◆ Data lines:
━━━━━━━━

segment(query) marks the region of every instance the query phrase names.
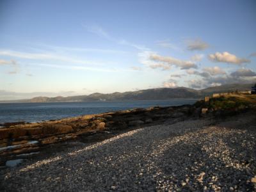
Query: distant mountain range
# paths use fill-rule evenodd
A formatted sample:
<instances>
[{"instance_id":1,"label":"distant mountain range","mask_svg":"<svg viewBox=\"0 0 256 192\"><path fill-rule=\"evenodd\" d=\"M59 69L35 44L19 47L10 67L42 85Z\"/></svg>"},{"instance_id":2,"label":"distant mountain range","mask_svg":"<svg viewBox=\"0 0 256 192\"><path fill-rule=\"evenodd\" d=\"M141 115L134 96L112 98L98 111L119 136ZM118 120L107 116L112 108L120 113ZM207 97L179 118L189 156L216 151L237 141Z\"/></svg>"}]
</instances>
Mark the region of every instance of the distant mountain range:
<instances>
[{"instance_id":1,"label":"distant mountain range","mask_svg":"<svg viewBox=\"0 0 256 192\"><path fill-rule=\"evenodd\" d=\"M252 84L229 84L218 86L209 87L200 90L196 90L186 87L174 88L159 88L143 90L124 93L115 92L103 94L95 93L88 95L71 97L37 97L29 99L3 100L1 102L89 102L106 100L163 100L182 98L200 98L211 95L214 93L250 90Z\"/></svg>"}]
</instances>

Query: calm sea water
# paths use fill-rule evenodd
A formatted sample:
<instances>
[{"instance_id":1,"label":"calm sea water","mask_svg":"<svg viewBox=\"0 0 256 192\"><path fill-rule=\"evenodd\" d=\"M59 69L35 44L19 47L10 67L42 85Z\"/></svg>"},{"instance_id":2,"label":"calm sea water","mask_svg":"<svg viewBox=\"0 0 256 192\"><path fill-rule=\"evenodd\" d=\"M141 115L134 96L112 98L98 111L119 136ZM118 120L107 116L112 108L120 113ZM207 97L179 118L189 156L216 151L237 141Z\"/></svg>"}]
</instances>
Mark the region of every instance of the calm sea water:
<instances>
[{"instance_id":1,"label":"calm sea water","mask_svg":"<svg viewBox=\"0 0 256 192\"><path fill-rule=\"evenodd\" d=\"M19 121L35 122L133 108L192 104L196 101L196 99L173 99L91 102L2 103L0 104L0 123Z\"/></svg>"}]
</instances>

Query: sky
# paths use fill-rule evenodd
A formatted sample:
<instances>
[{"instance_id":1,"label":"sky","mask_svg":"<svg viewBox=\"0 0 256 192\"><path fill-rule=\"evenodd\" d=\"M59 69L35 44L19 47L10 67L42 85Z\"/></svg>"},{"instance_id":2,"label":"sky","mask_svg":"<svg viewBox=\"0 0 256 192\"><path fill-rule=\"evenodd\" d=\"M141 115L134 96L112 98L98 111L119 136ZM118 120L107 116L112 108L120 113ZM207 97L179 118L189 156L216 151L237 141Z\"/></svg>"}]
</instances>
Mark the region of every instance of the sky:
<instances>
[{"instance_id":1,"label":"sky","mask_svg":"<svg viewBox=\"0 0 256 192\"><path fill-rule=\"evenodd\" d=\"M256 1L0 1L0 100L256 83Z\"/></svg>"}]
</instances>

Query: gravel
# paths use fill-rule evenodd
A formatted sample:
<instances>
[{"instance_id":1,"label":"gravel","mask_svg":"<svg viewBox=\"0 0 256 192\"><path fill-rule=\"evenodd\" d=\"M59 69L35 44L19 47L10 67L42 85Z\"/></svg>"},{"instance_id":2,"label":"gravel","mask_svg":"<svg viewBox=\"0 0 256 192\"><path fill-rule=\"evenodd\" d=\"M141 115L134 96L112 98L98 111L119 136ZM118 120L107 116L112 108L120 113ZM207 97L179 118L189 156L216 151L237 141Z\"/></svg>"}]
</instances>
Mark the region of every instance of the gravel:
<instances>
[{"instance_id":1,"label":"gravel","mask_svg":"<svg viewBox=\"0 0 256 192\"><path fill-rule=\"evenodd\" d=\"M255 191L256 132L188 120L2 171L1 191Z\"/></svg>"}]
</instances>

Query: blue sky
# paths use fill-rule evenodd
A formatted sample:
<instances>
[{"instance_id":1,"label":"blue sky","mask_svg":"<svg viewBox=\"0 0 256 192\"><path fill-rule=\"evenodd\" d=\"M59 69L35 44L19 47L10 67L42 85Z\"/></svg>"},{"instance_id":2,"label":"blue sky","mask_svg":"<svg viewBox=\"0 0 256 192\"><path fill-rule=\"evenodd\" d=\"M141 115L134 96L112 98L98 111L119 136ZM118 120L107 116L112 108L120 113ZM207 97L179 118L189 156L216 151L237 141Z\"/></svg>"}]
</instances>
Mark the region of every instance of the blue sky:
<instances>
[{"instance_id":1,"label":"blue sky","mask_svg":"<svg viewBox=\"0 0 256 192\"><path fill-rule=\"evenodd\" d=\"M0 100L256 82L255 1L0 1Z\"/></svg>"}]
</instances>

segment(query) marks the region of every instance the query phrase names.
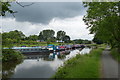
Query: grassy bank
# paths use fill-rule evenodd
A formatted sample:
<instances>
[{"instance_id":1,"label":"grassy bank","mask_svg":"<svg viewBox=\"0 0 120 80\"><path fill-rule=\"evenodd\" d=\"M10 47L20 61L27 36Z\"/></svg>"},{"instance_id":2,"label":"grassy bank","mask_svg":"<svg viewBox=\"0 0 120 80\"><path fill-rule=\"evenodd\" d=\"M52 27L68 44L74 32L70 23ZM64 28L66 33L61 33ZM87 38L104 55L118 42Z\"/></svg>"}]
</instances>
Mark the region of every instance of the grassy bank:
<instances>
[{"instance_id":1,"label":"grassy bank","mask_svg":"<svg viewBox=\"0 0 120 80\"><path fill-rule=\"evenodd\" d=\"M120 53L117 51L117 49L112 49L110 54L113 56L114 59L116 59L118 62L120 62Z\"/></svg>"},{"instance_id":2,"label":"grassy bank","mask_svg":"<svg viewBox=\"0 0 120 80\"><path fill-rule=\"evenodd\" d=\"M103 48L94 49L90 54L77 55L66 61L52 78L100 78L100 56Z\"/></svg>"}]
</instances>

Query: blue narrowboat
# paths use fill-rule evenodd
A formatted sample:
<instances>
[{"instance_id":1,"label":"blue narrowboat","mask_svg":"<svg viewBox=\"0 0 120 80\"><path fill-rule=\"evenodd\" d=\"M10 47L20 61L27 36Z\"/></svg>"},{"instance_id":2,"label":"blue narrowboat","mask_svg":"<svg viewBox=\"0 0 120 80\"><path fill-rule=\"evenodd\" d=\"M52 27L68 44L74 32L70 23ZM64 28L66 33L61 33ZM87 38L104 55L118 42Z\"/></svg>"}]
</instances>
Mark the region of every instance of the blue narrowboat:
<instances>
[{"instance_id":1,"label":"blue narrowboat","mask_svg":"<svg viewBox=\"0 0 120 80\"><path fill-rule=\"evenodd\" d=\"M55 51L55 50L56 50L56 46L55 46L55 45L52 45L52 44L49 44L49 45L47 46L47 49L48 49L49 51Z\"/></svg>"}]
</instances>

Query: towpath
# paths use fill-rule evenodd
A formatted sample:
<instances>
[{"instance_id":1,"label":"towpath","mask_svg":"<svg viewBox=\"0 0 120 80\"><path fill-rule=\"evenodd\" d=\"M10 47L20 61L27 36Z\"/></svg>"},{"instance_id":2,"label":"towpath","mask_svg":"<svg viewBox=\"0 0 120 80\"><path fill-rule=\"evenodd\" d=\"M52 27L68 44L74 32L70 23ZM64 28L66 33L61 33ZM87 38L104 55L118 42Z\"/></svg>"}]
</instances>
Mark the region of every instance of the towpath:
<instances>
[{"instance_id":1,"label":"towpath","mask_svg":"<svg viewBox=\"0 0 120 80\"><path fill-rule=\"evenodd\" d=\"M118 78L120 64L112 58L110 51L106 48L102 53L102 78ZM119 78L120 79L120 78Z\"/></svg>"}]
</instances>

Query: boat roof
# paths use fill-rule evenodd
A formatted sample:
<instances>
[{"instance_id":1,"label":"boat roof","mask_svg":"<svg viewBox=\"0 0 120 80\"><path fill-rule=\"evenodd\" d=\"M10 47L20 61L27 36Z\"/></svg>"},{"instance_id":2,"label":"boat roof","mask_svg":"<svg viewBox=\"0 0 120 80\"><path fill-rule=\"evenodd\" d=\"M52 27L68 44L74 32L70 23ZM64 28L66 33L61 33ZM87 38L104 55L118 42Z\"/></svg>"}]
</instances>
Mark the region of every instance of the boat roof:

━━━━━━━━

◆ Exercise: Could you render the lines above, starting at the one containing "Query: towpath" and ending at the last line of the items, as a Markdown table with a Row column giving each line's number and an Item line column giving the line itself, leaving out blank lines?

◆ Solution to this exercise:
| Row | Item line |
|---|---|
| 1 | Query: towpath |
| 2 | # paths use fill-rule evenodd |
| 3 | A formatted sample: |
| 4 | <instances> |
| 5 | [{"instance_id":1,"label":"towpath","mask_svg":"<svg viewBox=\"0 0 120 80\"><path fill-rule=\"evenodd\" d=\"M10 47L20 61L27 36Z\"/></svg>"},{"instance_id":2,"label":"towpath","mask_svg":"<svg viewBox=\"0 0 120 80\"><path fill-rule=\"evenodd\" d=\"M52 27L68 44L74 32L70 23ZM64 28L66 33L61 33ZM87 38L104 55L118 42Z\"/></svg>"}] |
| 6 | </instances> |
| 7 | Mark the region of every instance of the towpath: |
| 8 | <instances> |
| 9 | [{"instance_id":1,"label":"towpath","mask_svg":"<svg viewBox=\"0 0 120 80\"><path fill-rule=\"evenodd\" d=\"M118 78L120 64L112 58L110 51L106 48L102 53L102 78ZM119 78L120 79L120 78Z\"/></svg>"}] |
| 10 | </instances> |
| 11 | Query: boat roof |
| 12 | # paths use fill-rule evenodd |
| 13 | A formatted sample: |
| 14 | <instances> |
| 15 | [{"instance_id":1,"label":"boat roof","mask_svg":"<svg viewBox=\"0 0 120 80\"><path fill-rule=\"evenodd\" d=\"M10 47L20 61L27 36Z\"/></svg>"},{"instance_id":2,"label":"boat roof","mask_svg":"<svg viewBox=\"0 0 120 80\"><path fill-rule=\"evenodd\" d=\"M52 27L68 44L74 32L70 23ZM64 28L66 33L61 33ZM87 38L104 55L118 42Z\"/></svg>"}] |
| 16 | </instances> |
| 17 | Mark the region of every instance of the boat roof: |